→ Written task 1
In the Mazda article below, what does Mazda say the name "Skyactiv" means?

→ Text to read

☆ ☆ ☆ ☆

Mazda is a small Japanese car company – fifth in Japanese-brand U.S. sales behind the "Big Three" of Toyota, Honda and Nissan and just behind distant-fourth Subaru – that prides itself on being different, more youthful and more fun to drive. Hence its "Zoom-Zoom" marketing theme and the goofy toothless grin on the faces of most recent Mazda products.
Now Mazda is taking a very different approach to meeting government and customer demands for fast-increasing fuel efficiency that may (or may not) pay off. Instead of betting billions on plug-in and hybrid vehicles, Mazda's approach is a comprehensive effort to substantially increase the efficiency of every element of every vehicle, beginning with engines and transmissions and continuing through bodies and chassis.
Mazda has been working on these efficiency-enhancing technologies for half a decade and is now applying them – beginning with new powertrains in its revamped 2012 Mazda3 compacts (pictured), which join the vaunted 40-mpg highway economy club – under the marketing name "Skyactiv." Some critics say the name is dumb. To some it may conjure images of flying cars or clear, blue skies over active lifestyles. Mazda says it means, "The sky is the limit."
But what really matters is, how well will it work? And will it sell more Mazdas?
"Our goal is to improve fuel economy globally by 30 percent," says Mazda Motor Corp. Product Planning executive officer Kiyoshi Fujiwara. "And our answer is still the ICE. Our top priority is to radically improve this technology."
So SkyActiv begins with internal combustion engines, gasoline and diesel, made substantially more efficient through innovative new technologies. Yet, he says, "SkyActiv will retain our 'Zoom-Zoom' brand character."

☆ ☆ ☆ ☆

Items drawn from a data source
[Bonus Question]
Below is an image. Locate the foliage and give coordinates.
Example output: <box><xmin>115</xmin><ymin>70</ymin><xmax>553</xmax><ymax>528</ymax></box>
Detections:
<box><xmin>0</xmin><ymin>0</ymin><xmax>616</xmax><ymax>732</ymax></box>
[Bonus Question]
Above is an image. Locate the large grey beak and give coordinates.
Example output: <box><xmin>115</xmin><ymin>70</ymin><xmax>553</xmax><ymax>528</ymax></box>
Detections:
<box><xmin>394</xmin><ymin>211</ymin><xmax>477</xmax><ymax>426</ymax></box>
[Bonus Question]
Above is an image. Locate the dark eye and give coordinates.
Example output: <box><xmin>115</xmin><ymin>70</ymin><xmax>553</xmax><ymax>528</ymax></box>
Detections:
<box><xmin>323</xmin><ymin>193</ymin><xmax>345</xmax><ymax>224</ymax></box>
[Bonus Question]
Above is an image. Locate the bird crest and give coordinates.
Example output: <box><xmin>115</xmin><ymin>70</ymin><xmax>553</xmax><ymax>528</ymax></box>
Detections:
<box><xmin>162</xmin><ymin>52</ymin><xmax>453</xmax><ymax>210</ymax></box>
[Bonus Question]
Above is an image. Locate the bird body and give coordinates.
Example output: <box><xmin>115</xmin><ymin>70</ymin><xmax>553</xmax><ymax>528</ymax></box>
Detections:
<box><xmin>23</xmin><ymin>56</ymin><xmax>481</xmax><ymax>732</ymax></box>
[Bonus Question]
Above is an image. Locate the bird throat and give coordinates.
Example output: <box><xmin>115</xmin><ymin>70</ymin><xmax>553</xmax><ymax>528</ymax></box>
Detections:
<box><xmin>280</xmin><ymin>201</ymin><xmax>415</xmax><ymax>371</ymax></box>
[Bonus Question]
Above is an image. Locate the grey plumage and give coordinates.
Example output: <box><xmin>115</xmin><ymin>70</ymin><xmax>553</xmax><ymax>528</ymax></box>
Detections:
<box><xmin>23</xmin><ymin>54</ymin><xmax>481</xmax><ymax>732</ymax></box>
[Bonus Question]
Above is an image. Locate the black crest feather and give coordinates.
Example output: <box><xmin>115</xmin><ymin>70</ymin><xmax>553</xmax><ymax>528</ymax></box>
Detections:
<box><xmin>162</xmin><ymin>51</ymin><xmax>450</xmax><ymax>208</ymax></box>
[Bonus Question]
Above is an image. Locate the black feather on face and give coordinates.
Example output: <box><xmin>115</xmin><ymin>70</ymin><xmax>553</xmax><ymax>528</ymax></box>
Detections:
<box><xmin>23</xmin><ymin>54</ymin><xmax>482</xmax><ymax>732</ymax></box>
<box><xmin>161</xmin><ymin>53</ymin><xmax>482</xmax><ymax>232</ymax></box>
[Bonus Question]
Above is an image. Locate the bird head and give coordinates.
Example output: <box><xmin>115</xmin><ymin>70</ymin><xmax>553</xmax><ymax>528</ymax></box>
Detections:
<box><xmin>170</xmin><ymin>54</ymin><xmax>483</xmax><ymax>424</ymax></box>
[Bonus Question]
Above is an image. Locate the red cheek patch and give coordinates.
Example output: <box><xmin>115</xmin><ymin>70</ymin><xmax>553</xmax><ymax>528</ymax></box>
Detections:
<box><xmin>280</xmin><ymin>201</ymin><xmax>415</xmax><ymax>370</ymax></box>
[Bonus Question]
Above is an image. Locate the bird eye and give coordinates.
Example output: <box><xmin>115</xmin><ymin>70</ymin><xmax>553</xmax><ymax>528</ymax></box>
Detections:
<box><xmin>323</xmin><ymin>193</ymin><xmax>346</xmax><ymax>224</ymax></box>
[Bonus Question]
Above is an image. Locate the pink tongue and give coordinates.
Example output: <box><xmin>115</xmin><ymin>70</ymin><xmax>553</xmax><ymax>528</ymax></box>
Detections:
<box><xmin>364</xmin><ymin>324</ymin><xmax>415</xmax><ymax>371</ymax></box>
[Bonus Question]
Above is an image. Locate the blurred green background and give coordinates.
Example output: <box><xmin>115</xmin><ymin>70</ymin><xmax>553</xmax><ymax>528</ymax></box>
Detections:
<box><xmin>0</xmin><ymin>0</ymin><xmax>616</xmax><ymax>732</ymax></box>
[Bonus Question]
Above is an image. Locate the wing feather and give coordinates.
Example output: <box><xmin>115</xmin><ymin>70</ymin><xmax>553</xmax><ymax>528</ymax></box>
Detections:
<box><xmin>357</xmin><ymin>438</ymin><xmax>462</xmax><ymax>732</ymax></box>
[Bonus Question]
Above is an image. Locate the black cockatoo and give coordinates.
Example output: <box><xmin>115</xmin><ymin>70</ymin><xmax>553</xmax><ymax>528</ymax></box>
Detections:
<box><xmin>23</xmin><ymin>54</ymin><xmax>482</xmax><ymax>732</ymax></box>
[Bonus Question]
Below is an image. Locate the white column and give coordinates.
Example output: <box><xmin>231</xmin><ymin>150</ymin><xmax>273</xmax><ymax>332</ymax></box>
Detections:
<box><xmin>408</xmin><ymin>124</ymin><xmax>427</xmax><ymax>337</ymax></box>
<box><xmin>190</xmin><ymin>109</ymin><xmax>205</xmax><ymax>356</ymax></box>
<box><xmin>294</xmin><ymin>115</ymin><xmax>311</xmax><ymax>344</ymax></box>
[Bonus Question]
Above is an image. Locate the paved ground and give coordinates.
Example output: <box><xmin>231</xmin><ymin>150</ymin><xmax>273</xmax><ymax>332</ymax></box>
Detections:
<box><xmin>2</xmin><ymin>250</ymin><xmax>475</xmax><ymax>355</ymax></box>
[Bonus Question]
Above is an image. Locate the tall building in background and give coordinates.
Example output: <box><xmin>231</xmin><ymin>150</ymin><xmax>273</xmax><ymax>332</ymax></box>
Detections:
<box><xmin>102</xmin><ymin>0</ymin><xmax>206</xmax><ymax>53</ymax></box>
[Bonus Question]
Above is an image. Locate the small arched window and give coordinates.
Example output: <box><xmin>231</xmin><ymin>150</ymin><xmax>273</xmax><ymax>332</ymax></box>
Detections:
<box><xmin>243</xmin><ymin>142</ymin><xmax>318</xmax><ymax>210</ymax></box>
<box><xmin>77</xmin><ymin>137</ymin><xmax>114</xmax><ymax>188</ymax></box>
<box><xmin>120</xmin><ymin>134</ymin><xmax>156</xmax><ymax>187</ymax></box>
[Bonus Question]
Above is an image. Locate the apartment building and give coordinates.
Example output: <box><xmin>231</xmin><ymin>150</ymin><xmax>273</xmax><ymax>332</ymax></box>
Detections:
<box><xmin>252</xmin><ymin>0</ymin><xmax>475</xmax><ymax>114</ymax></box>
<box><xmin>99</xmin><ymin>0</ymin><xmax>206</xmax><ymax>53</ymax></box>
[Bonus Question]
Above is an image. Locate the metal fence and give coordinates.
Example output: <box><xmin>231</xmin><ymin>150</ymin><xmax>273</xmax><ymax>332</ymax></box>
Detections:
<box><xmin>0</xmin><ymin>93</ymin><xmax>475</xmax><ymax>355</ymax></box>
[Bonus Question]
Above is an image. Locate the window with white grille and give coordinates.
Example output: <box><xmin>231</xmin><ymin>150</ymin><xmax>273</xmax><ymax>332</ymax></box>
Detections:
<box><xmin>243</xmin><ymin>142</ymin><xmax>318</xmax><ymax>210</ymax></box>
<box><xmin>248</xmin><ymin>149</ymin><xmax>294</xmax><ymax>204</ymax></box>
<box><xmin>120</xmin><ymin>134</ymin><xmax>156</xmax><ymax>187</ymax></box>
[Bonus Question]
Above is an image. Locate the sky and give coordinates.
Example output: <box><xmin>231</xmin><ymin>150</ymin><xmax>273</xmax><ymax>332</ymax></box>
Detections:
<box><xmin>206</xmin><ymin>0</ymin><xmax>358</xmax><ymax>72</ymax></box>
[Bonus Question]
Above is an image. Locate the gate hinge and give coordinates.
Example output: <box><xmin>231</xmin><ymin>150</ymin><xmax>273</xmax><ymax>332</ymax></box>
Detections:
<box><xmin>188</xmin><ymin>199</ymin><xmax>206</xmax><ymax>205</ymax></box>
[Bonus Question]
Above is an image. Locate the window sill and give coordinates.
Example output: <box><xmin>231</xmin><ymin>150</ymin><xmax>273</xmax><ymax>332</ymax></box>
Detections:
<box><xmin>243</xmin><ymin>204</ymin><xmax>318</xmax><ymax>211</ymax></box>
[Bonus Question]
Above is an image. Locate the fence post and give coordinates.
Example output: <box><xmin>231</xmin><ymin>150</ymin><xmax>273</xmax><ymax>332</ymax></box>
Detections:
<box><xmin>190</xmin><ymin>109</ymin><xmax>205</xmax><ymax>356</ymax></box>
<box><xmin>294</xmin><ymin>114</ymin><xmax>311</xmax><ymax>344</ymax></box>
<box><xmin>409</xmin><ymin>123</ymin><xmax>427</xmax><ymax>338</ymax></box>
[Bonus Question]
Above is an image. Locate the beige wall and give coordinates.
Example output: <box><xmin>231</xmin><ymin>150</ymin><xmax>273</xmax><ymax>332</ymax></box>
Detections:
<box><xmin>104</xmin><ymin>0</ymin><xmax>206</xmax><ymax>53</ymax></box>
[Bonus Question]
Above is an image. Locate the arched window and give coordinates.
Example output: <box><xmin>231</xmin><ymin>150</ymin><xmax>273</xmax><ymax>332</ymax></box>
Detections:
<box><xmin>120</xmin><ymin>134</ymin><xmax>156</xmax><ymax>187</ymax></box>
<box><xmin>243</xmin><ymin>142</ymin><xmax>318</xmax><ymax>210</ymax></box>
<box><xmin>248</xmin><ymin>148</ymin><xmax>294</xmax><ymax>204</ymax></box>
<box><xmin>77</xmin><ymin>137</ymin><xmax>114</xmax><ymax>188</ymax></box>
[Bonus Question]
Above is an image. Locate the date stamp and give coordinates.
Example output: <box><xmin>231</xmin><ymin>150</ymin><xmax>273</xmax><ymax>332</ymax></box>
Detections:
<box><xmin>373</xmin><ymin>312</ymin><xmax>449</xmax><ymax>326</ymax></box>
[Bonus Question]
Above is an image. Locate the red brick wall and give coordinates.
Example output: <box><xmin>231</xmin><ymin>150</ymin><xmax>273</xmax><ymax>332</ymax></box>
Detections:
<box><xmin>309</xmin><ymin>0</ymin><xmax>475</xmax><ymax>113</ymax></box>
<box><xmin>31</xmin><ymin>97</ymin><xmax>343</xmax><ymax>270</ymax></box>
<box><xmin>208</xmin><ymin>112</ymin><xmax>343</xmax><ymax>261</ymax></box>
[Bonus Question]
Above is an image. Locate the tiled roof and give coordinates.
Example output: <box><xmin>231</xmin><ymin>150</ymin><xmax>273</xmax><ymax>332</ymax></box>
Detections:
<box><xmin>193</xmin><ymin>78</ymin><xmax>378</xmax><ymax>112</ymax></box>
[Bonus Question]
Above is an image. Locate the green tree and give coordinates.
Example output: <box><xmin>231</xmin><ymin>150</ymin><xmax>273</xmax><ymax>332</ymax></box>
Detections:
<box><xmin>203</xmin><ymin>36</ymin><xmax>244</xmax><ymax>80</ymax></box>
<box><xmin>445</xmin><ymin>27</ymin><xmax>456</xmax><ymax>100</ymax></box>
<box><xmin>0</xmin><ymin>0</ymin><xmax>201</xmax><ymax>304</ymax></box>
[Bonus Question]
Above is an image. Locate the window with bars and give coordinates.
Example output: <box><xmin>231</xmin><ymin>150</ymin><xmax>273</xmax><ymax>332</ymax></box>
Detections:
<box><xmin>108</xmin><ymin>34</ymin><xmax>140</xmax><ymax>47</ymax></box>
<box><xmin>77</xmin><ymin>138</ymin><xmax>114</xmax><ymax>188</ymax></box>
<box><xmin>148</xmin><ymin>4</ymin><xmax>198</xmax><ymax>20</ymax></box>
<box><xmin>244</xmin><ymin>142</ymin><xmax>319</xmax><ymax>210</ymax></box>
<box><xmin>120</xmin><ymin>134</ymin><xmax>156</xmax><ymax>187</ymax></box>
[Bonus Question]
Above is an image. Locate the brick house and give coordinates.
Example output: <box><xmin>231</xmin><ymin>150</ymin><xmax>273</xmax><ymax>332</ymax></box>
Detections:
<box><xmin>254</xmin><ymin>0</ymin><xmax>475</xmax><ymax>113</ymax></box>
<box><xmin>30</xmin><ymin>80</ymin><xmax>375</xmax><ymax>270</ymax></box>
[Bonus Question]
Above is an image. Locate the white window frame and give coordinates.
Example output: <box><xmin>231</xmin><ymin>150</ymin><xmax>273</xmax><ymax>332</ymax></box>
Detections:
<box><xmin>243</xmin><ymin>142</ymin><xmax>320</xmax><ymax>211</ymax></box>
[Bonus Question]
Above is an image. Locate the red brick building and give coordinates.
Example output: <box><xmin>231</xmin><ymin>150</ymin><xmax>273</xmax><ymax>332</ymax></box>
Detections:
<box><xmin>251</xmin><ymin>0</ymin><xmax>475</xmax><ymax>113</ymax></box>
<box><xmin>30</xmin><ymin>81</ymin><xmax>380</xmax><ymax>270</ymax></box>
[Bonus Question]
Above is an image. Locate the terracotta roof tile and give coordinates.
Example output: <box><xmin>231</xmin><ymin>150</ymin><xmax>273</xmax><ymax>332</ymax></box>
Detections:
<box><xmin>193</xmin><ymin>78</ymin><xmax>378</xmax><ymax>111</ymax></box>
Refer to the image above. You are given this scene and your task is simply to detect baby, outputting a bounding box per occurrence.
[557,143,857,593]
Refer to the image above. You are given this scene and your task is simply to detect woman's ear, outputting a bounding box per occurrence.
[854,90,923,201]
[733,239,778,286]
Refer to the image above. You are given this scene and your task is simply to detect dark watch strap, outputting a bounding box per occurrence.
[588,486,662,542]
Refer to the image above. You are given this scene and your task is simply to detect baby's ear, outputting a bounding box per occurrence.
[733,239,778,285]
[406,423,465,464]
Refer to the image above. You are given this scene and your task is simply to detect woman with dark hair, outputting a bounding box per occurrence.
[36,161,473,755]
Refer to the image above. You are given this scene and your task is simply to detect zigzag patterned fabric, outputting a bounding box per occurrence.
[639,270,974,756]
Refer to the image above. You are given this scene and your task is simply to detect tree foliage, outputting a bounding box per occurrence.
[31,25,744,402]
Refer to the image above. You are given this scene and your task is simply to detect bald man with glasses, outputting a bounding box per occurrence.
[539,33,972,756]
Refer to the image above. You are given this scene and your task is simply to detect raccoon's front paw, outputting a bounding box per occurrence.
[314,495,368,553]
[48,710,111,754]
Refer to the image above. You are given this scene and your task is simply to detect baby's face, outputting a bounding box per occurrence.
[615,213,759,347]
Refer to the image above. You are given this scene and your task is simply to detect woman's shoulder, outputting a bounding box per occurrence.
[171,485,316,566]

☆ ☆ ☆ ☆

→ Written task 2
Tally the lines of the records above that contain the string "green", matching case exactly, and give only the number.

→ Full solution 1
"The sky is the limit."

→ Full solution 2
2